> [AVAILABLE RECORDS]
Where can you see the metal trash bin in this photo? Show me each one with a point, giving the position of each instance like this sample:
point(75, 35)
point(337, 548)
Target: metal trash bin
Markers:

> [PROBLEM STATEMENT]
Every line of the data is to be retyped without alteration.

> [EXERCISE SOLUTION]
Where can you see the metal trash bin in this photo? Show me each one with a point, giving the position of each instance like this sample:
point(75, 35)
point(337, 548)
Target: metal trash bin
Markers:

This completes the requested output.